What is required
Though the entries contain pictures, the copy you make should hold only the rest, exactly as written.

Start of Records shown

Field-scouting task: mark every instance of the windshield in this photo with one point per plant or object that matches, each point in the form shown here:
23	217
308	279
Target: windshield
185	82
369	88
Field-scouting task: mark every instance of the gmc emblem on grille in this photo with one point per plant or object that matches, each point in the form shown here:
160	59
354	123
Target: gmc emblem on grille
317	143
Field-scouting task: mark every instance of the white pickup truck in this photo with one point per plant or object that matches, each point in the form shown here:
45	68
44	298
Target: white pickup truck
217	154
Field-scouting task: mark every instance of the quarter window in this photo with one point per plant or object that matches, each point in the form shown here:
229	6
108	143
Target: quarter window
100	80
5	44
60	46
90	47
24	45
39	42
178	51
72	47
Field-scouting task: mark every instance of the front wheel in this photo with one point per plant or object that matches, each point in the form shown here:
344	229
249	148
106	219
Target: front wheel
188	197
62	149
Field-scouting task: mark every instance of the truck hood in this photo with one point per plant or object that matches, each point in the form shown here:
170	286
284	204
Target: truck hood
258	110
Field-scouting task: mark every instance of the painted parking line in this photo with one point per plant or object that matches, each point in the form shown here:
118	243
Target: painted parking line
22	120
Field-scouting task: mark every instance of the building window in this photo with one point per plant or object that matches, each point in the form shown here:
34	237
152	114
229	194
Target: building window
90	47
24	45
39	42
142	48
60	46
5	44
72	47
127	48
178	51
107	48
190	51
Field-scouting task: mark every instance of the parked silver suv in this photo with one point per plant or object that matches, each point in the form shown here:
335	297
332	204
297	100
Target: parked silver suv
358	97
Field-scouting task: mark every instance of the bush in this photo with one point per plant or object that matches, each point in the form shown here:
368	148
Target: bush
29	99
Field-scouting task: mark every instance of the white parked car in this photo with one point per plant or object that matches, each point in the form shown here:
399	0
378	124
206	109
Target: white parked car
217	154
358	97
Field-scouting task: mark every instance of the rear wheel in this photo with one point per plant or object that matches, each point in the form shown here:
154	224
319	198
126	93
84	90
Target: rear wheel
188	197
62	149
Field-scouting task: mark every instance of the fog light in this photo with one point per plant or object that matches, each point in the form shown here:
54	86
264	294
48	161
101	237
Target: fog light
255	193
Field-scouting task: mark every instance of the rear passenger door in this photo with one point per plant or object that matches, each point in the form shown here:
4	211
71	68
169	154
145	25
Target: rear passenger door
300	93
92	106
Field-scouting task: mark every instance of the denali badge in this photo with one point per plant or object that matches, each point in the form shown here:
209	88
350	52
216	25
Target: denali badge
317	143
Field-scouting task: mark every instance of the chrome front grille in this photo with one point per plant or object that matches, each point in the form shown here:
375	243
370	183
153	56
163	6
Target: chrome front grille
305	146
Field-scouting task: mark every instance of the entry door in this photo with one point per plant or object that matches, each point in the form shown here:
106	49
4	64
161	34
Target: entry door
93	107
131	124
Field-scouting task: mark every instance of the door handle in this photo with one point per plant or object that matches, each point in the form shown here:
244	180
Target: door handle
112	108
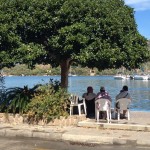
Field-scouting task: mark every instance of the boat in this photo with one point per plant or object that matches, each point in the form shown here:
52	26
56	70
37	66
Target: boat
120	77
71	75
141	77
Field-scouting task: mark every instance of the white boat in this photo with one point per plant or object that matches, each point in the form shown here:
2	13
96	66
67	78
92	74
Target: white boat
141	77
120	77
71	75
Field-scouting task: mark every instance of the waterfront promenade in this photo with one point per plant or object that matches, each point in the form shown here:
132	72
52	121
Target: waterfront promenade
133	132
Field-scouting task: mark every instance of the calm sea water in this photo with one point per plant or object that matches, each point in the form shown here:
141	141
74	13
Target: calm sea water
139	90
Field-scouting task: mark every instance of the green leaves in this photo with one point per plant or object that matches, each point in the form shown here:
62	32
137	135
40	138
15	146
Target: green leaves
97	33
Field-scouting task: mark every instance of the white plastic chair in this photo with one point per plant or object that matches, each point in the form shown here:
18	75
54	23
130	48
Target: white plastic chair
74	103
103	105
123	104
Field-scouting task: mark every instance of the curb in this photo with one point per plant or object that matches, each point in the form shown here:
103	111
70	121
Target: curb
72	137
131	127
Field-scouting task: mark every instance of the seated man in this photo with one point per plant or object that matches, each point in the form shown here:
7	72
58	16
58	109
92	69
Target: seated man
123	94
90	101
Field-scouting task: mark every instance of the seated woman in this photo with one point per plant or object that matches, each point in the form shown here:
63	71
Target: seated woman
90	101
103	94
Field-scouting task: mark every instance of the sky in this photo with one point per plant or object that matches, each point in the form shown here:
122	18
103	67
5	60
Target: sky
142	15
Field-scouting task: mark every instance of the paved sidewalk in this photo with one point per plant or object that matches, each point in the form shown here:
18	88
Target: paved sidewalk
87	134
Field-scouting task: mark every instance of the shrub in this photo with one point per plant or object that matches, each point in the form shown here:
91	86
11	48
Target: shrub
48	103
16	99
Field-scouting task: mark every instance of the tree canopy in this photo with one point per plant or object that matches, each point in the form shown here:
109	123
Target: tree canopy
93	33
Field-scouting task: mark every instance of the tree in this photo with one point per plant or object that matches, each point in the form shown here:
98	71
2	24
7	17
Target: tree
93	33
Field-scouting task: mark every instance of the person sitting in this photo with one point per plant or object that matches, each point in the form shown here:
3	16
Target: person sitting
103	94
123	94
90	101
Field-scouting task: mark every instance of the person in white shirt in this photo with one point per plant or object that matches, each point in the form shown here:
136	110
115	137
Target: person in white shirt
90	101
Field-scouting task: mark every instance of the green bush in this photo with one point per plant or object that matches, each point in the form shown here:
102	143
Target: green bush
48	103
16	99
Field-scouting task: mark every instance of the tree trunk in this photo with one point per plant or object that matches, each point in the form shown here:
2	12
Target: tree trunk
65	65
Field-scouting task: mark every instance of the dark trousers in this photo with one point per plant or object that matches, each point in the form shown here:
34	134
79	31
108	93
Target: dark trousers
90	107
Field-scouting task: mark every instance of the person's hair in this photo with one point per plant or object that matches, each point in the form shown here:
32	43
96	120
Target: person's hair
102	89
125	88
89	89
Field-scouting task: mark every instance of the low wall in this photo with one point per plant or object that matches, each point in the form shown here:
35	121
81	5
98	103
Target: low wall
22	119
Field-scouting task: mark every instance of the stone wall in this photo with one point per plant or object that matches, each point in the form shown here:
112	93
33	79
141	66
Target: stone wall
22	119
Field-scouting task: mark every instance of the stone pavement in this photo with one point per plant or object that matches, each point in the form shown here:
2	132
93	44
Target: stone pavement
133	132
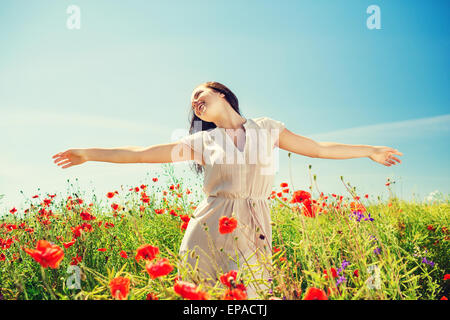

End of Records shown

Solution for this exercise
Field-scouting task: mark every instance of the windshield in this photo with one point per plant or object that matches, each point in the form shown here:
23	217
308	279
Target: windshield
185	82
369	88
Field-scouting task: mark every instance of the gmc emblem on grille in this photo with one point per plant or object that matches, each point in the form shown here:
160	59
354	123
Target: gmc emblem on grille
317	143
Field-scouting task: mark every instance of the white pickup truck in this photo with one point per plant or object that matches, each point in the form shown here:
45	68
44	298
Target: white pickup truck
217	154
Field-scouting task: mark every instance of the quarter window in this photo with one point per plant or object that matches, each point in the form shown here:
229	6
108	143
Target: quarter window
100	80
5	44
60	46
90	47
24	45
39	42
178	51
72	47
Field-scouting task: mark every instance of the front wheel in this photo with one point per plant or object that matches, each point in the form shown here:
344	229
249	148
106	219
Target: front wheel
188	197
62	149
Field-scouting task: mark every instance of the truck hood in this photo with one point per plant or object that matches, each point in the form shown here:
170	286
284	204
Target: truck hood
258	110
Field-scouting task: mark every instance of the painted parking line in this photo with one point per plant or object that matches, each point in the form shown here:
118	243
Target: painted parking line
22	120
Field-scouting task: mark every instance of the building window in this photo with one point per plant or object that matches, each point in the form shown here:
34	237
152	114
229	194
Target: building window
90	47
24	45
39	42
142	48
60	46
5	44
72	47
127	48
178	51
107	48
190	51
Field-scouting task: mark every instance of the parked silver suv in this photo with one point per plant or object that matches, each point in the form shown here:
335	297
332	204
297	100
Target: parked silver suv
358	97
Field-scouting task: mark every instance of the bush in this photo with one point per plant or object that matches, each point in the form shown here:
368	148
Target: bush
29	99
Field-scouting task: mark every instance of the white parked car in this photo with one point per plant or object that matches, each point in the form shown here:
399	0
378	124
206	109
Target: white parked car
217	154
358	97
Field-scouting task: mark every instance of the rear wheel in this photo with one point per plant or object that matches, each point in the form shown here:
154	224
319	198
126	93
84	90
Target: rear wheel
188	197
62	149
Field-scouting task: mark every instance of the fog light in this photo with one point per plant or object that matches, each point in the form shown here:
54	86
264	294
48	161
101	237
Target: fog light
255	193
Field-scouting task: mark every instance of the rear passenger door in this photo with one point per plant or object that matches, each point in the form shown here:
4	211
71	68
169	154
145	25
Target: rear passenger door
300	93
92	106
Field-scouting task: mark every instance of the denali badge in this photo with one point per plant or object that matches, each point in the form shown here:
209	88
350	52
216	25
Target: denali badge
317	143
Field-scouting task: mark every instance of the chrome front grille in this photo with one point per plant or object that matches, each point in the form shown here:
375	243
370	183
153	56
163	6
Target: chrome front grille
305	146
Field-scouting task: mark every instance of the entry door in this photo with one point per plant or object that matches, each point in the form shown here:
106	49
4	64
161	34
Target: entry door
93	107
131	124
Field-scouting task: mark every instance of the door handle in this photo with one point per plant or object that matches, each point in the form shown here:
244	180
Target: door handle
112	108
Field-scouting task: mark every instance of the boat in this photo with one point per plant or object that matches, each point in the form shown here:
52	26
56	70
37	66
Target: boat
120	77
71	75
141	77
Field-scouting task: mark every instance of the white boat in this photo with one point per plant or object that matches, each point in the form shown here:
2	13
96	66
67	78
92	74
Target: white boat
141	77
120	77
71	75
Field-scouting task: mark every instance of the waterfront promenade in this photo with one point per plant or object that matches, each point in the form shown here:
132	72
52	121
Target: waterfront promenade
133	132
Field-scouting task: mark every instance of the calm sea water in this photo with one point per plant or object that matches, each point in the form shown here:
141	141
74	13
Target: calm sea water
139	90
Field-scouting task: mark every instance of the green leaves in this photo with one point per plant or object that matches, each point in the form shown here:
62	32
137	135
40	138
15	146
Target: green leaves
97	33
Field-scouting task: mark every instance of the white plastic chair in this photo with one point per plant or object that matches, each point in the form shown here:
18	75
54	23
130	48
Target: white plastic chair
74	103
103	105
123	104
Field-scouting task: mark every instance of the curb in this photo with one point per plant or object that matches, each point in the form shown here:
103	111
70	121
Target: curb
72	137
131	127
Field-scouting task: mark every instance of the seated man in this photo with one point per plant or object that matches, each point in the form shown here:
7	72
58	16
58	109
92	69
Target: seated man
123	94
90	101
Field-scouting task: mark every instance of the seated woman in this photo with one point per plant or object that matches, each point in the form shown here:
63	71
Target: seated woman
90	101
103	94
Field-scouting task: mark every instance of the sky in this photo with one point per plant or object that matches, each point in the form shown here:
122	18
103	67
5	60
Target: sky
142	15
Field-scouting task: mark every instance of the paved sidewalk in this photo with one point per plant or object that matches, each point in the form shown here:
18	88
Target: paved sidewalk
87	134
Field-scouting task: mark every instance of the shrub in this photo with one point per plant or object that matches, each point in the form shown here:
91	86
11	48
Target: shrub
48	103
16	99
Field-scouting task: mark every instance of the tree canopy in this photo with one point per plant or object that matches, each point in the form shown here:
109	123
Target: tree canopy
93	33
Field-scouting task: mark every instance of the tree in this photo with one point per plant or object that matches, each point in the form shown here:
98	71
2	24
7	17
Target: tree
93	33
Field-scouting task: mark every instance of the person sitting in this photo with one point per plant or object that matches, each point in the form shown here:
3	16
Target: person sitting
103	94
123	94
90	101
Field-scouting task: mark every instance of the person in white shirt in this photo with one point per plant or object that matches, each point in the form shown here:
136	110
115	137
Target: person in white shirt
90	101
Field-scouting task: mark every instance of the green bush in this photo with one point per plant or object that matches, each point in the form shown here:
102	143
Target: green bush
48	103
16	99
Field-scouting task: mark every instance of the tree trunk in this photo with one point per plant or object that matches, each point in the form shown here:
2	12
Target: tree trunk
65	65
Field-scouting task: mark every instance of the dark trousers in this photo with one point per plant or object that matches, each point in the form shown here:
34	134
79	31
108	93
Target: dark trousers
90	107
Field-scouting task: mark every instance of the person's hair in this photo with one point per plant or object that matches, each point in the form shown here:
32	43
96	120
Target: person's hair
102	89
125	88
89	89
Field-scouting task: mark every instance of the low wall in this photo with one point per plant or object that matches, each point in the form shown here:
35	121
81	5
98	103
Target: low wall
22	119
Field-scouting task: mark every instance of the stone wall in this photo with one point per plant or object that matches, each point in the form shown here:
112	93
33	79
141	66
Target: stone wall
22	119
Field-scouting task: mark every instance of the stone pavement in this photo with one point per plant or object that matches, each point in the form shown here:
2	132
93	44
Target: stone pavement
133	132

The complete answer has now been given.